Problem to solve →
Copy out exactly the lines from the one containing "Query: wide sleeve" to the end of the records below, both included, and nothing else.

Input rows →
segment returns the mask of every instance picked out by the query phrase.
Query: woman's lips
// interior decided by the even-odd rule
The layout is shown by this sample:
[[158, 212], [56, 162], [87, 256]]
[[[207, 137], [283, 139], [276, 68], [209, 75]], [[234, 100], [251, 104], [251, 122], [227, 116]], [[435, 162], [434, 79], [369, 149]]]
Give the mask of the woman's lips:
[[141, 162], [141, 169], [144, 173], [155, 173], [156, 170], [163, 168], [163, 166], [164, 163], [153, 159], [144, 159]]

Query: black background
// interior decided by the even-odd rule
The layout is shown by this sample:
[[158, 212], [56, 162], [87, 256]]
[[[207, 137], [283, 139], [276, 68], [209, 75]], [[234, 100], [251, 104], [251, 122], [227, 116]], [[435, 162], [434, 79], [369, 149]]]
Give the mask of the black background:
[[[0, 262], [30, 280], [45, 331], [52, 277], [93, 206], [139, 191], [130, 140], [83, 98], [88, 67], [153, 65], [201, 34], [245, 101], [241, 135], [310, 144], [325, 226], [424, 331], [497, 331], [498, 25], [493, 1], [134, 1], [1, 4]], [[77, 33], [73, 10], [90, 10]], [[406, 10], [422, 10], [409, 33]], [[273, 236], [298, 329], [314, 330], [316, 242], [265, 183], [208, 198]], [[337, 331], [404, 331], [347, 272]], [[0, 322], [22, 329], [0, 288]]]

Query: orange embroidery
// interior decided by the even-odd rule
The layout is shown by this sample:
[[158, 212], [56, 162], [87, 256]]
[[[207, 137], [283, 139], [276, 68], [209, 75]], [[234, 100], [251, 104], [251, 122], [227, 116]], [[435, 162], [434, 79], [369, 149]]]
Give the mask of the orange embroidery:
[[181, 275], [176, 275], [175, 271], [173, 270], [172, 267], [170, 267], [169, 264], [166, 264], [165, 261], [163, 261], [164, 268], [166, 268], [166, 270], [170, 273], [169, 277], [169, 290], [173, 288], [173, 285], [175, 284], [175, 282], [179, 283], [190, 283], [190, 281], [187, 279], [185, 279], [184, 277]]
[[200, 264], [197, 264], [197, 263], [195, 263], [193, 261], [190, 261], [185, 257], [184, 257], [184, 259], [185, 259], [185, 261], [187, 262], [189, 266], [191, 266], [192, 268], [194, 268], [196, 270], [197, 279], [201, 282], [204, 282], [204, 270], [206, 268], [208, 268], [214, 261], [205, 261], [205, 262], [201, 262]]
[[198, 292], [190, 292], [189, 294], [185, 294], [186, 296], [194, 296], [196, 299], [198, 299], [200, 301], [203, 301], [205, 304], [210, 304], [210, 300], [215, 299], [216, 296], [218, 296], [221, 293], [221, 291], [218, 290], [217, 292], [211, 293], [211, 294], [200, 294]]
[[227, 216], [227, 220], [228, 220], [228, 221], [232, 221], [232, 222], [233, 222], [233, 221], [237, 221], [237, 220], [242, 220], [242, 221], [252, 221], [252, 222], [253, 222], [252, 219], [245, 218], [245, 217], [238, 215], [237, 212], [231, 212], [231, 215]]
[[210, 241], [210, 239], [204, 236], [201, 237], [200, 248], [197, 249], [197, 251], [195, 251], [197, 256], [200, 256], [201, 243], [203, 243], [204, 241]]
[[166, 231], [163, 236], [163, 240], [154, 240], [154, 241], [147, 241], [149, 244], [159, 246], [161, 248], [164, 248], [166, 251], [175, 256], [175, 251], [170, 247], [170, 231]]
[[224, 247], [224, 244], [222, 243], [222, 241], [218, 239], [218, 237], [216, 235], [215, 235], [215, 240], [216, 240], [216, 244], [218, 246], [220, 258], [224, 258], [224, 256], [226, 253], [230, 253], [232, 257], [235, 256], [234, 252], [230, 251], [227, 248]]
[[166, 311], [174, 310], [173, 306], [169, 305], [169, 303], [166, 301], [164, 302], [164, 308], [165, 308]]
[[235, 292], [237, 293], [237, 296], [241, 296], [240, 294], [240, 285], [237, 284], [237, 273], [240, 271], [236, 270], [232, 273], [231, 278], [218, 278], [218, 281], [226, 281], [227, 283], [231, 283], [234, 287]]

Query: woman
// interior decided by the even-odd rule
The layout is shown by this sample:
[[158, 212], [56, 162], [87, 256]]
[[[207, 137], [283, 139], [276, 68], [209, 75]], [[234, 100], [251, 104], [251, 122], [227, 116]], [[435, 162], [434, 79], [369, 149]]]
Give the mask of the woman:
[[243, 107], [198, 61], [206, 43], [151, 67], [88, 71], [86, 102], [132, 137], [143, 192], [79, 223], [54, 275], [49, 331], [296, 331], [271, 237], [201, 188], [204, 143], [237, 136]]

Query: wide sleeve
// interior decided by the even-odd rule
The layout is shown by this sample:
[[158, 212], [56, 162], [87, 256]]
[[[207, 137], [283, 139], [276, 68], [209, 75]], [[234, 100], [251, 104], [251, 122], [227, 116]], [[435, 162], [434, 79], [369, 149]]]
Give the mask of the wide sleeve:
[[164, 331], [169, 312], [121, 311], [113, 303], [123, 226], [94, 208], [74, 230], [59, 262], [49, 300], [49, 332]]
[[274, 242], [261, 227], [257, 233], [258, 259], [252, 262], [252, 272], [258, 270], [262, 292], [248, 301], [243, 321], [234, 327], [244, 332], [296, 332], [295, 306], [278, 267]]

Task solution →
Query: wide sleeve
// interior decided by the even-odd rule
The layout is shown by this sample:
[[158, 212], [56, 162], [87, 256]]
[[[207, 137], [283, 139], [276, 68], [209, 75]], [[234, 100], [251, 104], [251, 122], [227, 116]], [[435, 162], [434, 79], [369, 149]]]
Give the mask of the wide sleeve:
[[164, 331], [169, 312], [121, 311], [113, 303], [123, 226], [94, 208], [74, 230], [59, 262], [49, 300], [49, 332]]
[[274, 242], [261, 227], [257, 233], [258, 259], [252, 262], [252, 272], [258, 270], [262, 292], [248, 301], [243, 321], [234, 327], [244, 332], [296, 332], [295, 306], [278, 267]]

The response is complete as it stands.